▶ **TASK REQUIREMENTS**
Scan the records below for the word "navy" and give only the number of lines that hold it.

▶ **DATA FOR REVIEW**
○ ○ ○

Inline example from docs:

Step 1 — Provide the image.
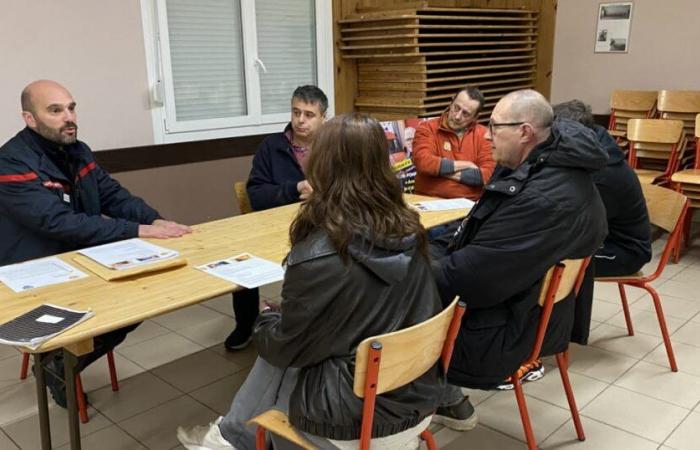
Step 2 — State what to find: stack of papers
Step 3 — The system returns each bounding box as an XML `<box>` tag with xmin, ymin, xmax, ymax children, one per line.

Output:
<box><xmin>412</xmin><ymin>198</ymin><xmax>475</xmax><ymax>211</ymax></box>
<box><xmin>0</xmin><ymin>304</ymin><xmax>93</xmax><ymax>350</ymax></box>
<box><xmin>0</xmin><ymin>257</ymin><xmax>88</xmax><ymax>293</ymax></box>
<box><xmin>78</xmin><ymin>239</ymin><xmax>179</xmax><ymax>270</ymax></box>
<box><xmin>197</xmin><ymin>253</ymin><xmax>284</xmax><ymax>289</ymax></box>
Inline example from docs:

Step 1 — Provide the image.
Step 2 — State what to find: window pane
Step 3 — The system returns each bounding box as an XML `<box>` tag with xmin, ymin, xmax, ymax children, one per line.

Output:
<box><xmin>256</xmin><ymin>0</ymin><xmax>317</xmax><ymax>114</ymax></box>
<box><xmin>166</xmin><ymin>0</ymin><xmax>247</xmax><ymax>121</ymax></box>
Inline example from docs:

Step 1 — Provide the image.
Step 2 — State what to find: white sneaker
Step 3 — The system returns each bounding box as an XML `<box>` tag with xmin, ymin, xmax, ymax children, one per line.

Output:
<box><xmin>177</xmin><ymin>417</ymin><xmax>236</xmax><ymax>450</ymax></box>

○ ○ ○

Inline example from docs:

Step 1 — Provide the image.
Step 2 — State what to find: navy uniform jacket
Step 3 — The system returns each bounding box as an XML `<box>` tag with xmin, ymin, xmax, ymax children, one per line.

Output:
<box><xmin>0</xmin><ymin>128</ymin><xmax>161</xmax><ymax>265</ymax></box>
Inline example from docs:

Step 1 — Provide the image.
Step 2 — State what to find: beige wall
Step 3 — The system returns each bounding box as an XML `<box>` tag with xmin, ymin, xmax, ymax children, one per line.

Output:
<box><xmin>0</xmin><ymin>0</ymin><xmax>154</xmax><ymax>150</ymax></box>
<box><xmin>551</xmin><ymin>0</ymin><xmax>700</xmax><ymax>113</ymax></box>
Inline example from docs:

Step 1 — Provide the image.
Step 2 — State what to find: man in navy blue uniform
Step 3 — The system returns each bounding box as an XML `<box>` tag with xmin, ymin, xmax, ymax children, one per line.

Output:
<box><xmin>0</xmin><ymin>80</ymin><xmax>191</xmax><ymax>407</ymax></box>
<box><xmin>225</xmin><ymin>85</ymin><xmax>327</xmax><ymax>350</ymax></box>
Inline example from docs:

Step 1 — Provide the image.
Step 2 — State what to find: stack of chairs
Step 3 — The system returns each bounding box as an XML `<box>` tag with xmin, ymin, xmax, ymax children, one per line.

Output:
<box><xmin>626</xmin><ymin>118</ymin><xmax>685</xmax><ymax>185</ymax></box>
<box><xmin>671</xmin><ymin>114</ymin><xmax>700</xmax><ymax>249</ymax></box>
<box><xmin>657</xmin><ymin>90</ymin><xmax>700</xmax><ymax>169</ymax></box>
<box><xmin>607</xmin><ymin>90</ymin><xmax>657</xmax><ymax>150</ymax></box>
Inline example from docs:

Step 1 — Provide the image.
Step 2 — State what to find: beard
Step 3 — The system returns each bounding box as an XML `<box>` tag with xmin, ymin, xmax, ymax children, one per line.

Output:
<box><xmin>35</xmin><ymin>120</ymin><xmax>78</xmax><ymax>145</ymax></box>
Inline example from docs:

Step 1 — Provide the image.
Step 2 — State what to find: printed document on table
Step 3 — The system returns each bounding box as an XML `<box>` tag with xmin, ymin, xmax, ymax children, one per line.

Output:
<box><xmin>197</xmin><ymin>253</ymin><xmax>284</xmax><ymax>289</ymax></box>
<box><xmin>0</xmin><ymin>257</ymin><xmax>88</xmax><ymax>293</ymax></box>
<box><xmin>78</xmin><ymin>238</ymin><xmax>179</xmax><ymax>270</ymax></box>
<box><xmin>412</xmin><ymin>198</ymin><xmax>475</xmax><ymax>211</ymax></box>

○ ○ ○

▶ **ANSWER SECTION**
2